TASK TO COMPLETE — Return exactly those lines of the material that fall between the line with "Target: chair backrest" and the final line, both included.

DATA EXCERPTS —
• • • • •

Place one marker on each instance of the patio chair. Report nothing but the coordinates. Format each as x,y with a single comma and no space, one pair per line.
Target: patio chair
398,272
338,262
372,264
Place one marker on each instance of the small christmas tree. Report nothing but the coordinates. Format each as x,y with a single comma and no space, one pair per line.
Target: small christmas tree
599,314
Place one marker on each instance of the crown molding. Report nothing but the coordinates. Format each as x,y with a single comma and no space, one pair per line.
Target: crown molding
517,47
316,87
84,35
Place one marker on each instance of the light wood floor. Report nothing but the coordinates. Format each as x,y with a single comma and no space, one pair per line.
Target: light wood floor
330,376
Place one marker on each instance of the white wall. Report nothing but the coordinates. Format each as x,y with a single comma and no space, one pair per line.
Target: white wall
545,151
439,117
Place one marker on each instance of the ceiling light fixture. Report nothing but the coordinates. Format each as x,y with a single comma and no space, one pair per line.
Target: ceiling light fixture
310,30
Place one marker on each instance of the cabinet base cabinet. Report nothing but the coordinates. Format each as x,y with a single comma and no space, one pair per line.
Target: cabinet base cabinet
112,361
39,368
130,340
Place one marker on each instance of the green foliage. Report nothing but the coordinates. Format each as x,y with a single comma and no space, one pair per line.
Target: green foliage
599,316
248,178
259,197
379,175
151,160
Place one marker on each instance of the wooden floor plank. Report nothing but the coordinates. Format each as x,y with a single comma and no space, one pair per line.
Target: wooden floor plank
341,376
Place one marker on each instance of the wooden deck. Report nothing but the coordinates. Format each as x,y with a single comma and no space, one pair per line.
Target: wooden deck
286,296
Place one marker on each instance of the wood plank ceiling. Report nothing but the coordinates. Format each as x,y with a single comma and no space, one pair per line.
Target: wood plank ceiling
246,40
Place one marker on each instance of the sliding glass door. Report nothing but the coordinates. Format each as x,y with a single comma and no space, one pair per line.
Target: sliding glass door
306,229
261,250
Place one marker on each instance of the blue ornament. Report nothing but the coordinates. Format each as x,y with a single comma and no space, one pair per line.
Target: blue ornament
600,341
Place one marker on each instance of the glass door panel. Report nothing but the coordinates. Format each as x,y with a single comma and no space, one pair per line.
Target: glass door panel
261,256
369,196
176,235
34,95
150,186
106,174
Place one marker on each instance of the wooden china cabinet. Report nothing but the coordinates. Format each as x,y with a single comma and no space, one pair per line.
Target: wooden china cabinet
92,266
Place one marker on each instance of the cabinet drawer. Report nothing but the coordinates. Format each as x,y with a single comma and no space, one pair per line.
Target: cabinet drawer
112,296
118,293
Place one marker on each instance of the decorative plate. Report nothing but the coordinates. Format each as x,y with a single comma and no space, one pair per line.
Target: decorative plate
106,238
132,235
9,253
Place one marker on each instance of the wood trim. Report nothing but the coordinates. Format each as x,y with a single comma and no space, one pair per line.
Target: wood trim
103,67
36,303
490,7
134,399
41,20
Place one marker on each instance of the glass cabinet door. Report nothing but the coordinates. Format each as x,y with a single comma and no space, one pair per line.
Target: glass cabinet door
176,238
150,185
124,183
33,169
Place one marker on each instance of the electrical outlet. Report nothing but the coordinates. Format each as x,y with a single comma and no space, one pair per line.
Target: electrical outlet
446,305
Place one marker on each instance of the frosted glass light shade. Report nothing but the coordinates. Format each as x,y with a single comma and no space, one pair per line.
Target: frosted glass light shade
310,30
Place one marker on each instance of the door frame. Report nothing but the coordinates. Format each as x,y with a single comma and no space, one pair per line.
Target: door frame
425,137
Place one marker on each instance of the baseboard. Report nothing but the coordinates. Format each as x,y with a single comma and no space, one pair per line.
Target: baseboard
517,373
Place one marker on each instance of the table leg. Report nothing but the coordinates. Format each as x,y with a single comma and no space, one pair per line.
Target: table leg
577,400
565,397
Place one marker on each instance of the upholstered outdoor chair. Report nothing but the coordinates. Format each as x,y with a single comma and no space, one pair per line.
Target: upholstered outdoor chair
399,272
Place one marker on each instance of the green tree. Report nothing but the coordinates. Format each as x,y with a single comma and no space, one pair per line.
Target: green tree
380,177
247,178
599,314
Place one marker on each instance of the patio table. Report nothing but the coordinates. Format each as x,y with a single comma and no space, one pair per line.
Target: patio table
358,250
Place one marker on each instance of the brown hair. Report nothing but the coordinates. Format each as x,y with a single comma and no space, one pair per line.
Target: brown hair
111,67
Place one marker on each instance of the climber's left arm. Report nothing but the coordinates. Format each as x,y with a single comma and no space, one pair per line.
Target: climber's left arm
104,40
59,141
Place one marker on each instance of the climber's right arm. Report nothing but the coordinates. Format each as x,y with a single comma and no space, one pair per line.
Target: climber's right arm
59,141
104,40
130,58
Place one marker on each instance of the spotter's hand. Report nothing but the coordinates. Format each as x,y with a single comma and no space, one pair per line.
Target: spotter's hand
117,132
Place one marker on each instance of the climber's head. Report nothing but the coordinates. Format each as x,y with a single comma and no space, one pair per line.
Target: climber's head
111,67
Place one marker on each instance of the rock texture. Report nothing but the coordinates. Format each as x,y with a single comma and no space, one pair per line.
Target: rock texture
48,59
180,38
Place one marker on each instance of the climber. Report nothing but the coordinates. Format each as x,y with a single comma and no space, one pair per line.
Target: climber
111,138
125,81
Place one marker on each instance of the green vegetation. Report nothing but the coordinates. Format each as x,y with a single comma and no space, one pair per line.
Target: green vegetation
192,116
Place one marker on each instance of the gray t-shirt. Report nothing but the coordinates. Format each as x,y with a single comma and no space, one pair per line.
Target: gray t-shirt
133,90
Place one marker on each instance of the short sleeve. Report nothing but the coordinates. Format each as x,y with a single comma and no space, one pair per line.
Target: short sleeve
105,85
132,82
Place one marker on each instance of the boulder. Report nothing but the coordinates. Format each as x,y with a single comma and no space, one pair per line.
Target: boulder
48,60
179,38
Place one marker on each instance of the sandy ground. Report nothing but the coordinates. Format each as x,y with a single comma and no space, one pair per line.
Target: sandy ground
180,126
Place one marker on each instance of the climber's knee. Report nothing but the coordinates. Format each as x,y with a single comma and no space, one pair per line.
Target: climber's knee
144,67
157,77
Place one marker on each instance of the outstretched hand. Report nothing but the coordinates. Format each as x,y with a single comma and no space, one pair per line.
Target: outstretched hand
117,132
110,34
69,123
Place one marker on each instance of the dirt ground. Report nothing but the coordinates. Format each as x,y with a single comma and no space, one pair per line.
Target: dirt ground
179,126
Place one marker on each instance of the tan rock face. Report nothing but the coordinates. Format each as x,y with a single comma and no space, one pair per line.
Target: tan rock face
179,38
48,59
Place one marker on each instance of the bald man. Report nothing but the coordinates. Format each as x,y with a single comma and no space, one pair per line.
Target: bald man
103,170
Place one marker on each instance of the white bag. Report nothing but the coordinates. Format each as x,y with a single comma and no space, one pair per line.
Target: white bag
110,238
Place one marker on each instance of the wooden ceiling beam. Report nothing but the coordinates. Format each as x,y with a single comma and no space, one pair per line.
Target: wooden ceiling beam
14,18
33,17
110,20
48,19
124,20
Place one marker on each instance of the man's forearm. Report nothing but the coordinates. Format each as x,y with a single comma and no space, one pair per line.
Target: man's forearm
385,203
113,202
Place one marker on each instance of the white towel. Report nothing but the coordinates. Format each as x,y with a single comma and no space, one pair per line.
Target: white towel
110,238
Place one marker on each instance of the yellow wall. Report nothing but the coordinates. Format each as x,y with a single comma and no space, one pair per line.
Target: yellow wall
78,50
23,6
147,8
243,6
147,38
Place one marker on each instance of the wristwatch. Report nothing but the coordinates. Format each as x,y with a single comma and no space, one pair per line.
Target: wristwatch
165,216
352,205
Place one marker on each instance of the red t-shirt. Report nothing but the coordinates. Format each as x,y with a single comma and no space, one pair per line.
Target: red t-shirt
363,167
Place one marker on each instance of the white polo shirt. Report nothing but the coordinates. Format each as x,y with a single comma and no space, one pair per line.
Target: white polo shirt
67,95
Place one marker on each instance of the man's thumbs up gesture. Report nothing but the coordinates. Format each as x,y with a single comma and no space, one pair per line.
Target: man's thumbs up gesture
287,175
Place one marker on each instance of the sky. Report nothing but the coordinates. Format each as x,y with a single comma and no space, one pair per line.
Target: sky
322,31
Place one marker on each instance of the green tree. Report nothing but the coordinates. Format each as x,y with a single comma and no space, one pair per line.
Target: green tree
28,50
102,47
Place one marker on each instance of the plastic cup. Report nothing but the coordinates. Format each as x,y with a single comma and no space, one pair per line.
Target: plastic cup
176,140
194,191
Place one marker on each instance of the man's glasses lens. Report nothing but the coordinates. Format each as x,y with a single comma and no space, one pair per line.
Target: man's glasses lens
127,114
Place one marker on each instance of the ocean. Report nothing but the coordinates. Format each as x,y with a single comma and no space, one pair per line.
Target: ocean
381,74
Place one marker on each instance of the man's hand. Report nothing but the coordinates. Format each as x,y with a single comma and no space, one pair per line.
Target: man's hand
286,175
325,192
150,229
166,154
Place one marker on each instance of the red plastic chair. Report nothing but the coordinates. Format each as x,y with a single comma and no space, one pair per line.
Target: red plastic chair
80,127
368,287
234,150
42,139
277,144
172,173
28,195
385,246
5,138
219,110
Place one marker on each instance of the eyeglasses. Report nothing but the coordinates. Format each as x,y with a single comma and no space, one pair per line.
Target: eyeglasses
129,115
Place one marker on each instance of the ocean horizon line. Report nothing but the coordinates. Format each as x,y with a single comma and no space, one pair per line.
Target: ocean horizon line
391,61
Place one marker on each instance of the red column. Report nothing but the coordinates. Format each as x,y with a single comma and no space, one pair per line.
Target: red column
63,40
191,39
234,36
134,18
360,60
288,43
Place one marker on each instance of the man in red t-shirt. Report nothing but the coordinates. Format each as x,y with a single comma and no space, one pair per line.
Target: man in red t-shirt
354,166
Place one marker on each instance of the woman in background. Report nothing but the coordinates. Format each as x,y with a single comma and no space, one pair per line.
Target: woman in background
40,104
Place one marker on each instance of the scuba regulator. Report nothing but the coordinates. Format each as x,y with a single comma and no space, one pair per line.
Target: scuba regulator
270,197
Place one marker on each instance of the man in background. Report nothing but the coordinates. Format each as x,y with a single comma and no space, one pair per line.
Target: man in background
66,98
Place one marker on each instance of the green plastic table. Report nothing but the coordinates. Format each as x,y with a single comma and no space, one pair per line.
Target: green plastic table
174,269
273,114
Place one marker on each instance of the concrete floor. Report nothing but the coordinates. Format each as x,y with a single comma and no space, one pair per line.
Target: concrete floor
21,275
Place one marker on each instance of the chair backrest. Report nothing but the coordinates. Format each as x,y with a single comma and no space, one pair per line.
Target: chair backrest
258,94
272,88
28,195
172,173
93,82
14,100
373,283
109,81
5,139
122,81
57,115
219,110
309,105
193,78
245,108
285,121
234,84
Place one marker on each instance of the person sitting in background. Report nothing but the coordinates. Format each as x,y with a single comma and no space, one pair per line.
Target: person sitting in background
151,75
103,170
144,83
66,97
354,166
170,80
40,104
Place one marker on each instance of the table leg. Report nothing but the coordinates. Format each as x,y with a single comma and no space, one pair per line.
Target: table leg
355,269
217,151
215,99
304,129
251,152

• • • • •

RESPONSE BOX —
Target: chair backrest
258,94
272,88
28,195
172,173
93,82
14,100
373,283
109,81
5,139
122,81
57,115
219,110
309,105
193,78
245,108
285,121
234,84
Place one marker on each instance of the person sitting in background. Report nothing but the coordinates. Format each as x,y with a single comma and no space, one pair per line.
Target: person sitting in background
151,75
103,170
144,83
66,97
354,166
170,80
40,104
Place one marker on each instance of the table leg. Report nothing but the coordinates. Format each as x,y with a single comma and no space, one pair per line.
Target: table leg
355,269
217,151
215,99
304,129
251,152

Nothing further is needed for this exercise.